===== Reading passage

Yeast G1 DNA damage checkpoint regulation by H2A phosphorylation is independent of chromatin remodeling

Abstract

Recent studies of yeast G1 DNA damage response have identified characteristic changes in chromatin adjacent to double-strand breaks (DSBs). Histone H2A (yeast H2AX) is rapidly phosphorylated on S129 by the kinase Tel1 (ATM) over a domain extending kilobases from the DSB. The adaptor protein Rad9 (53BP1) is recruited to this chromatin domain through binding of its tudor domains to histone H3 diMe-K79. Multisite phosphorylation of Rad9 by Mec1 (ATR) then activates the signaling kinase Rad53 (CHK2) to induce a delay in G1. Here, we report a previously undescribed role for Tel1 in G1 checkpoint response and show that H2A is the likely phosphorylation target, in a much as S129 mutation to Ala confers defects in G1 checkpoint arrest, Rad9 phosphorylation, and Rad53 activation. Importantly, Rad9 fails to bind chromatin adjacent to DSBs in H2A-S129A mutants. Previous work showed that H2A phosphorylation allows binding of NuA4, SWR, and INO80 chromatin remodeling complexes, perhaps exposing H3 diMe-K79. Yet, mutants lacking SWR or INO80 remain checkpoint competent, whereas loss of NuA4-dependent histone acetylation leads to G1 checkpoint persistence, suggesting that H2A phosphorylation promotes two independent events, rapid Rad9 recruitment to DSBs and subsequent remodeling by NuA4, SWR, and INO80.

Fig. 1.

H2A S129 phosphorylation is required for G1 and S phase checkpoint delays. (A) Arrest defect in H2A-S129A after DNA damage in G1. αf-arrested cells were irradiated with 300 Gy, released into fresh media, removed at 5- min intervals, mixed with αf/noc trapping media, and incubated for an additional 90 min. The percentage of G1 cells was assayed by counting buds under phase microscopy. (B) tel1Δ, H2A-S129A and tel1Δ H2A-S129A share a G1 checkpoint defect. After αf arrest and 300 Gy IR, cells were released into fresh media, removed at 15-min intervals, and analyzed by flow cytometry. (C) Intra-S phase checkpoint defect in H2A-S129A cells. αf-arrested cells were treated with 0.03% methyl methane sulfonate for 30 min before release into fresh media and analyzed as in B.

Fig. 2.

==========
===== Given data

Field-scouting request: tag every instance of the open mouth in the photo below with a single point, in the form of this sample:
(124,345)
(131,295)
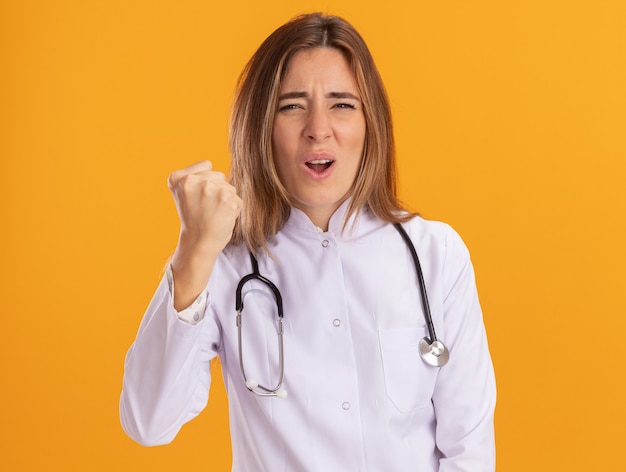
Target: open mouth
(319,165)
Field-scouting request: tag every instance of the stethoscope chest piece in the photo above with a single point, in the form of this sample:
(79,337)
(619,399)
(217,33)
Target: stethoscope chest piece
(434,353)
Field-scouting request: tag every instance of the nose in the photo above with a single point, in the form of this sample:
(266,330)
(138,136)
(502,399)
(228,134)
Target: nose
(318,127)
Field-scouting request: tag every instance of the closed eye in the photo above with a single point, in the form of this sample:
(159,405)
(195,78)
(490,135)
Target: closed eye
(349,106)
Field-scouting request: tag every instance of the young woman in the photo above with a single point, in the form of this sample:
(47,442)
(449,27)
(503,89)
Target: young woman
(296,274)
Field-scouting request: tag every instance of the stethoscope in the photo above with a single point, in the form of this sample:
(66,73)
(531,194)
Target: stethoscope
(433,351)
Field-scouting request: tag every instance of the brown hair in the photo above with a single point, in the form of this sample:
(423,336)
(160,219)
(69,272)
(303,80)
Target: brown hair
(266,203)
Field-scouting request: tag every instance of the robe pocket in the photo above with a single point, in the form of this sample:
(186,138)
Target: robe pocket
(409,381)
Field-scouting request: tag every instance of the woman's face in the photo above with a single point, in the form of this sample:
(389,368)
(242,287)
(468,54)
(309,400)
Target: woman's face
(319,132)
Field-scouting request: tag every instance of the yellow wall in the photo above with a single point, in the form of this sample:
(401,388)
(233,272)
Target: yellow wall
(511,119)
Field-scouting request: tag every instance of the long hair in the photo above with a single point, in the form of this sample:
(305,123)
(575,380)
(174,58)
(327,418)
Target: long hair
(266,203)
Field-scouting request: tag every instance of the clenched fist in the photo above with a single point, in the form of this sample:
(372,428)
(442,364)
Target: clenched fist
(208,208)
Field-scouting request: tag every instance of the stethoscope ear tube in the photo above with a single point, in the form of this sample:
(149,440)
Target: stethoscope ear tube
(433,351)
(252,384)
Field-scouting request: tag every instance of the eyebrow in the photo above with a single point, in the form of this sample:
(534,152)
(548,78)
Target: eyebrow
(289,95)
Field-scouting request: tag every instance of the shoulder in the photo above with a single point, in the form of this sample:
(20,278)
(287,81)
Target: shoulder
(425,232)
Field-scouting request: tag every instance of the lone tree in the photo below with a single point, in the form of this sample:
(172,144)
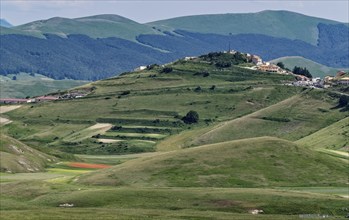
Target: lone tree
(281,65)
(191,117)
(302,71)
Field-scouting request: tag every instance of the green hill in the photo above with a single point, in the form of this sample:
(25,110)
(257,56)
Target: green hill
(271,23)
(316,69)
(17,157)
(256,162)
(334,137)
(291,119)
(29,85)
(98,26)
(146,107)
(231,162)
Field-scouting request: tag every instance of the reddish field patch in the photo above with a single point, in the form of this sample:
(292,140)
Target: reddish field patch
(88,165)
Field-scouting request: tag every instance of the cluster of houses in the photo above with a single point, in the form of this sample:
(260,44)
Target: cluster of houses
(341,78)
(69,95)
(30,100)
(260,64)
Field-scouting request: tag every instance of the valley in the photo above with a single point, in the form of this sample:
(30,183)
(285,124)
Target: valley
(127,150)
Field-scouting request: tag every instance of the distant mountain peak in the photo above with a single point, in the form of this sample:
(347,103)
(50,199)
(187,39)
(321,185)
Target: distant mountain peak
(105,17)
(4,23)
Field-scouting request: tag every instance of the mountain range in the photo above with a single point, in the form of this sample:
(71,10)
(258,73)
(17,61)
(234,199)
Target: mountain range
(96,47)
(4,23)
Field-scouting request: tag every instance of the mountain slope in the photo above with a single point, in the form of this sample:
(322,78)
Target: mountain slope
(272,23)
(4,23)
(17,157)
(335,137)
(291,119)
(98,26)
(101,46)
(316,69)
(256,162)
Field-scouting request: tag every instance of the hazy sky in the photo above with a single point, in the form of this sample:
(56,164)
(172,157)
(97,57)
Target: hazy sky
(24,11)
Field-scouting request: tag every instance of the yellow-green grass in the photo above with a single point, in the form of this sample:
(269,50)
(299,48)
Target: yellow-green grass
(134,135)
(255,162)
(18,157)
(236,93)
(335,137)
(291,119)
(131,214)
(99,128)
(194,202)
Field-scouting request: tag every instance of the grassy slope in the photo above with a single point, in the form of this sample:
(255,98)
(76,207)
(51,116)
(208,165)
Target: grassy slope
(166,97)
(292,119)
(18,157)
(272,23)
(335,137)
(99,26)
(256,162)
(27,85)
(316,69)
(42,199)
(260,162)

==========

-- Problem set --
A. Print the yeast checkpoint text from "H2A S129 phosphorylation" to "analyzed as in B.".
B. Name every chromatin remodeling complex mentioned in the yeast checkpoint text.

-- Solutions to each task --
A.
H2A S129 phosphorylation is required for G1 and S phase checkpoint delays. (A) Arrest defect in H2A-S129A after DNA damage in G1. αf-arrested cells were irradiated with 300 Gy, released into fresh media, removed at 5- min intervals, mixed with αf/noc trapping media, and incubated for an additional 90 min. The percentage of G1 cells was assayed by counting buds under phase microscopy. (B) tel1Δ, H2A-S129A and tel1Δ H2A-S129A share a G1 checkpoint defect. After αf arrest and 300 Gy IR, cells were released into fresh media, removed at 15-min intervals, and analyzed by flow cytometry. (C) Intra-S phase checkpoint defect in H2A-S129A cells. αf-arrested cells were treated with 0.03% methyl methane sulfonate for 30 min before release into fresh media and analyzed as in B.

B. NuA4, SWR, INO80